**TEXTO:**
····················
Não se mata e não se morre em Copacabana por sorte ou azar. Quando vem, nunca parece que foi sem que seja hora e vez de quem foi.  Toda morte é crônica anunciada. O barco do Caronte, em Copa, tem brilho de bala, cheiro de pólvora, obediência de cão adestrado que só ladra ou morde quando lhe é permitido ou solicitado fazer. Nem uma ou sete tentativas de salto pro infinito podem dizimar o peito que infla de amor e não se encaixa por sentir demais. Para cada ato insano em Copa, um amor insuportável em suas delícias e dissabores reina absoluto e não lhe deixa fechar as cortinas.
····················
**DADOS REGISTRADOS:**
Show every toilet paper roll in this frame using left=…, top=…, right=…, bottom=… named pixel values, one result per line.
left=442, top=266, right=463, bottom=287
····················
**TAREFAS:**
1 > Atualize o texto sobre Copacabana, reescrevendo tudo desde "Não se mata" até chegar a "fechar as cortinas.", com "cão adestrado" trocado por "cachorro treinado".
2 > Segundo o texto sobre Copacabana, por que o peito que infla de amor não se encaixa? Explique em uma a três frases.
3 > Prossiga com o texto sobre Copacabana a partir da última frase apresentada.

**RESPOSTAS:**
1 >
Não se mata e não se morre em Copacabana por sorte ou azar. Quando vem, nunca parece que foi sem que seja hora e vez de quem foi.  Toda morte é crônica anunciada. O barco do Caronte, em Copa, tem brilho de bala, cheiro de pólvora, obediência de cachorro treinado que só ladra ou morde quando lhe é permitido ou solicitado fazer. Nem uma ou sete tentativas de salto pro infinito podem dizimar o peito que infla de amor e não se encaixa por sentir demais. Para cada ato insano em Copa, um amor insuportável em suas delícias e dissabores reina absoluto e não lhe deixa fechar as cortinas.

2 > O peito que infla de amor não se encaixa por sentir demais.

3 >
Se no sertão Deus, quando vier, terá que vir armado, em Copa Ele, onipresente, está no rosto, nos bolsos, na luxúria, nas lascívias dos suores e peles morenas, brilhantes de suor e sol, salpicadas aqui e ali de areia da praia menosprezada pelos autóctones. Deus está nos corações que se protegem para um código particular de justiça. Deus está no peito e nas mentes que, até quando fazem o mal, agradecem a Deus por terem saído ilesos. Civilização e barbárie; beleza e caos; claro e escuro; leite e sangue; amor e ódio: aurora na estátua.

Quem em Copa vive, por uma vida ou por um tempo de sua vida, ganha um anexo à sua identidade. Depois de Copa você é um brasileiro, mas um brasileiro de Copa. Ou qualquer outra coisa, e mais, ainda: é de Copa.

Quando se nasce em um lugar, pertence-se a ele por força do destino. Quem renasce em outro lugar porque ele não lhe permitiu deixar de ser, porque ele o salvou, teimou com você e o suportou, repaginou, passa a pertencer a este lugar duas vezes mais. Ou, por que não, sete vezes, “sete vidas coloridas, avenidas para qualquer lugar”.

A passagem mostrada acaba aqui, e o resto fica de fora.